## start Given records
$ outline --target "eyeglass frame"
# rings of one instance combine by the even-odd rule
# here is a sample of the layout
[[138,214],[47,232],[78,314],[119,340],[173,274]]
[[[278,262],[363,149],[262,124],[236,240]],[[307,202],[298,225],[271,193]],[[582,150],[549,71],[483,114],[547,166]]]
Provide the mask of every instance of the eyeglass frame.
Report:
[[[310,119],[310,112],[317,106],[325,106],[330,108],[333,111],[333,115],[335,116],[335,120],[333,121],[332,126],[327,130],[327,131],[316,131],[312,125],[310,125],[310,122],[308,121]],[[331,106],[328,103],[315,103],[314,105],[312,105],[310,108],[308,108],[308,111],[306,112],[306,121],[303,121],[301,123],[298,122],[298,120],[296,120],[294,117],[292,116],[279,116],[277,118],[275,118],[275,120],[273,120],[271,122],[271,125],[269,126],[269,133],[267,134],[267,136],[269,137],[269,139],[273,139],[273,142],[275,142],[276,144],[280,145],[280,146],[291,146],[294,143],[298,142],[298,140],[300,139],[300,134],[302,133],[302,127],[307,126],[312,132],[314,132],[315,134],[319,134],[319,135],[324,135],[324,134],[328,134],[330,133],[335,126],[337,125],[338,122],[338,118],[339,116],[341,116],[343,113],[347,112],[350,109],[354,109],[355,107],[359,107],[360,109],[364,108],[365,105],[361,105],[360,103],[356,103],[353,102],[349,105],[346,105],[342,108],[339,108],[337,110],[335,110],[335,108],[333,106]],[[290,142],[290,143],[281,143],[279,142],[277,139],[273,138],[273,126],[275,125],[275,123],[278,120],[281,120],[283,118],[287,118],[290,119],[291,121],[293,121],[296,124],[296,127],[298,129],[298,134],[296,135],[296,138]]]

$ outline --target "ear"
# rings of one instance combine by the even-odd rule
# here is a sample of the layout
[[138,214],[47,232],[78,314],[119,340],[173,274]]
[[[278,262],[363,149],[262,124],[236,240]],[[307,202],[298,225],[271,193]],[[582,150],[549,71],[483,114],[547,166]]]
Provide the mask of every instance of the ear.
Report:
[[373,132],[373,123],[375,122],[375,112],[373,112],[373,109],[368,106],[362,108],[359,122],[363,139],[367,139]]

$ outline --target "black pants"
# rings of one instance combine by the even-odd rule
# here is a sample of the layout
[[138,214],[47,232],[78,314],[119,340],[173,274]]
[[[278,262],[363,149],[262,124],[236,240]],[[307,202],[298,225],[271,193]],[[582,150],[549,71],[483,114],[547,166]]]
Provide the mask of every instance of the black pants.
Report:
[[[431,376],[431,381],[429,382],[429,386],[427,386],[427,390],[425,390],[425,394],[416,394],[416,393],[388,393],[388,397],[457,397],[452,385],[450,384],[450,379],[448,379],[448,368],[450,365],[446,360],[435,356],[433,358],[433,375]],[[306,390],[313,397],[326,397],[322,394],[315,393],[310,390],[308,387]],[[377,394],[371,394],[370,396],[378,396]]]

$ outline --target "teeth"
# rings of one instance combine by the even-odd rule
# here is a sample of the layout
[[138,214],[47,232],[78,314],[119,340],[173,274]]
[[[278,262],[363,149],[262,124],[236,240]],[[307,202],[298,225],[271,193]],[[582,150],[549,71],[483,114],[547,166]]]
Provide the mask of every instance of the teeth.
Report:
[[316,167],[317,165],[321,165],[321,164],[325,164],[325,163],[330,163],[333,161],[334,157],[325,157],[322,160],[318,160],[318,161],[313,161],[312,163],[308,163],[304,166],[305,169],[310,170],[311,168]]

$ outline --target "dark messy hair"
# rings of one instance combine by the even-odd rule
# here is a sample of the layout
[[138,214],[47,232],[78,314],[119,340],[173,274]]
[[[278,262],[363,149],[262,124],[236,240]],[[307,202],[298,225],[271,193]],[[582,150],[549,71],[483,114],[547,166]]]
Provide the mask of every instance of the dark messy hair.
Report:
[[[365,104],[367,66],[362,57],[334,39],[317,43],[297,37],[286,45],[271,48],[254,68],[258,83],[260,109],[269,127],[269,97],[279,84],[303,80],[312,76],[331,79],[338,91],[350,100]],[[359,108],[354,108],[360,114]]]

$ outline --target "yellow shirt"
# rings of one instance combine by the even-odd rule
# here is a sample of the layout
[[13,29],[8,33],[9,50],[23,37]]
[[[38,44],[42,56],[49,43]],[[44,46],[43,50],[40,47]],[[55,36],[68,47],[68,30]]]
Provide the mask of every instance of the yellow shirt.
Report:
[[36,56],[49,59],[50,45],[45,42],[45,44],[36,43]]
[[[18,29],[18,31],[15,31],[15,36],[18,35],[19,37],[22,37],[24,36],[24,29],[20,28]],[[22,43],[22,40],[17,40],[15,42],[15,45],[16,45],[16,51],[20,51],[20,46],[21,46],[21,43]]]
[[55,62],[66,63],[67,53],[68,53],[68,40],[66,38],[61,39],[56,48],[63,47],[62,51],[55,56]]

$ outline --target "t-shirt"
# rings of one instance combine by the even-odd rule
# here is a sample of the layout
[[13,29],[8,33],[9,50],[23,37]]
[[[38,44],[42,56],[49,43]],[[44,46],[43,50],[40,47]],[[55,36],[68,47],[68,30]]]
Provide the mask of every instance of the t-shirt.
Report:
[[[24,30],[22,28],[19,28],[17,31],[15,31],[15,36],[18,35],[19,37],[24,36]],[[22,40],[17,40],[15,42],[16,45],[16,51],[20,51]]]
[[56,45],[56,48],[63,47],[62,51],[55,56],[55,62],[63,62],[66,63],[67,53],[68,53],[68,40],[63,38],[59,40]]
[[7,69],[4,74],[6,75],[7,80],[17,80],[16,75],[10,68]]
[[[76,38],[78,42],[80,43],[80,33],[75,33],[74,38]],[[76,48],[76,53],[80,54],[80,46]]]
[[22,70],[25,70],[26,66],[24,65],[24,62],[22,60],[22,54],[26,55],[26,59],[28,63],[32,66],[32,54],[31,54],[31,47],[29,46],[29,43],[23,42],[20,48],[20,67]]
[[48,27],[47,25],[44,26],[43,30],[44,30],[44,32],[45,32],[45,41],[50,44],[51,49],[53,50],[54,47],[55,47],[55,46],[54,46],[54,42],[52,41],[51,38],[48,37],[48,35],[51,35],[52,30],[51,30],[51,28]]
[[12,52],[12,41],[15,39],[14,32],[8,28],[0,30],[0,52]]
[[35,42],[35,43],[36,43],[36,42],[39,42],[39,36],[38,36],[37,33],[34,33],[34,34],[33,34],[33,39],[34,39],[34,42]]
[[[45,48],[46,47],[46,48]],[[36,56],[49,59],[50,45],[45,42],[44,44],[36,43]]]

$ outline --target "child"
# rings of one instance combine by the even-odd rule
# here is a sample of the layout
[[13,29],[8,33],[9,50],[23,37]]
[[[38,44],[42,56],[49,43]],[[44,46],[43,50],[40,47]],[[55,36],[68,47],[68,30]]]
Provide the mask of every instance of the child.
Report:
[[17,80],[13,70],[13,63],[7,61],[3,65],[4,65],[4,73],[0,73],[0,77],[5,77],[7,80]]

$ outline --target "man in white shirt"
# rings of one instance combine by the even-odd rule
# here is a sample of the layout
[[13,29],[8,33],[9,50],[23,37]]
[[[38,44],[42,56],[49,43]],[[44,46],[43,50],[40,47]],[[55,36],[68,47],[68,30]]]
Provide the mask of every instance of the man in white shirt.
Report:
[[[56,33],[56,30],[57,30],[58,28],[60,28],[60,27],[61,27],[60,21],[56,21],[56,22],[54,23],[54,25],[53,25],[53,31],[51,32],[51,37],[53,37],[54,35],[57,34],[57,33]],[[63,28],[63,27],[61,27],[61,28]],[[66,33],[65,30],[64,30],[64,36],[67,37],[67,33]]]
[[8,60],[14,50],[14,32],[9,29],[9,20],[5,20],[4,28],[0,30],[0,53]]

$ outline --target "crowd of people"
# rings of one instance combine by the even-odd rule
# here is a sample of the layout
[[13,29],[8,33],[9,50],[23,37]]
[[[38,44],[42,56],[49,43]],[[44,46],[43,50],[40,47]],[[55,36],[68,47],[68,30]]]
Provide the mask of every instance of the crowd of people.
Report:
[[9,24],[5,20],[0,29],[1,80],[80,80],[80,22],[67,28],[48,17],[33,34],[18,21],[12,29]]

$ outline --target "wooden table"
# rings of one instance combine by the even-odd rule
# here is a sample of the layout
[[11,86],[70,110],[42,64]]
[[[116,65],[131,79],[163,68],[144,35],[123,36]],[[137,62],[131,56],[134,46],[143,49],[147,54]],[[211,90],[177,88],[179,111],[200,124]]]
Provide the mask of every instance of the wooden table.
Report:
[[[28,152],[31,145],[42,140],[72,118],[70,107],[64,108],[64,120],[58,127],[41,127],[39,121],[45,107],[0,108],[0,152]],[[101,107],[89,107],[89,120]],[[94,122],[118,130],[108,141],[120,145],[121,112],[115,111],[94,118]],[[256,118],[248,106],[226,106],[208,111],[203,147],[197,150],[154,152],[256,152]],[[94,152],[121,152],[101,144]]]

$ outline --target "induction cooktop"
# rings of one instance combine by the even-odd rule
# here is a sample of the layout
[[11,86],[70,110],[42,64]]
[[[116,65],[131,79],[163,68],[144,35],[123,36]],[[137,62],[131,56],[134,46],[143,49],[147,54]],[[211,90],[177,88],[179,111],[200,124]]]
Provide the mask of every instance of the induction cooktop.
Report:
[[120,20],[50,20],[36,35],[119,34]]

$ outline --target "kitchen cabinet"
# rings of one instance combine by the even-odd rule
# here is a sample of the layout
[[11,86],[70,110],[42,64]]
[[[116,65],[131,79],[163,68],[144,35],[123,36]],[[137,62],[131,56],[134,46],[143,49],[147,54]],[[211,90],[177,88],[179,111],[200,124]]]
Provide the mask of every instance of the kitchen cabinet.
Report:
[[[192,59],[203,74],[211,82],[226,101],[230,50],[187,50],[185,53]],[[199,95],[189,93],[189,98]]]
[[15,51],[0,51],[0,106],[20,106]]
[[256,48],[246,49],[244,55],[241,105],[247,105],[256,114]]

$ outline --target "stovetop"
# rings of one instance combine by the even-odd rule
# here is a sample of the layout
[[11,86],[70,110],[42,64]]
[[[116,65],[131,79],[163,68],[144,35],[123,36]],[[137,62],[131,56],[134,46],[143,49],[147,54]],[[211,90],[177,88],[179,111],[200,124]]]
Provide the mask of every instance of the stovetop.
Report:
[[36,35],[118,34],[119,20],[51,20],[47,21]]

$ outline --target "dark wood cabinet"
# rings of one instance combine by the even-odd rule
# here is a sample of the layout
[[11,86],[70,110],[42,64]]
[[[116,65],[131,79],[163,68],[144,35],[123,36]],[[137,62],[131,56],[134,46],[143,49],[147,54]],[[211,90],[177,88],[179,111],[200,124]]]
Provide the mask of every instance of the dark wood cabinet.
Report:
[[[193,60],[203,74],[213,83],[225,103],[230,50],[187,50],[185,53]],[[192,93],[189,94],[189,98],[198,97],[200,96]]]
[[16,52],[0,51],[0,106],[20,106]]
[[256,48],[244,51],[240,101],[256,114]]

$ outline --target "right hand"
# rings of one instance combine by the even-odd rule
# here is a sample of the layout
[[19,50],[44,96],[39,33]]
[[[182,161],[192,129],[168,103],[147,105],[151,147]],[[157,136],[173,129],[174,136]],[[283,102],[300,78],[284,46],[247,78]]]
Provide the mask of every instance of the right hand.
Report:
## end Given records
Aim
Select each line of the records above that contains the string "pants", and copy those lines.

Worked answer
$ outline --target "black pants"
Provide the mask of every instance of the black pants.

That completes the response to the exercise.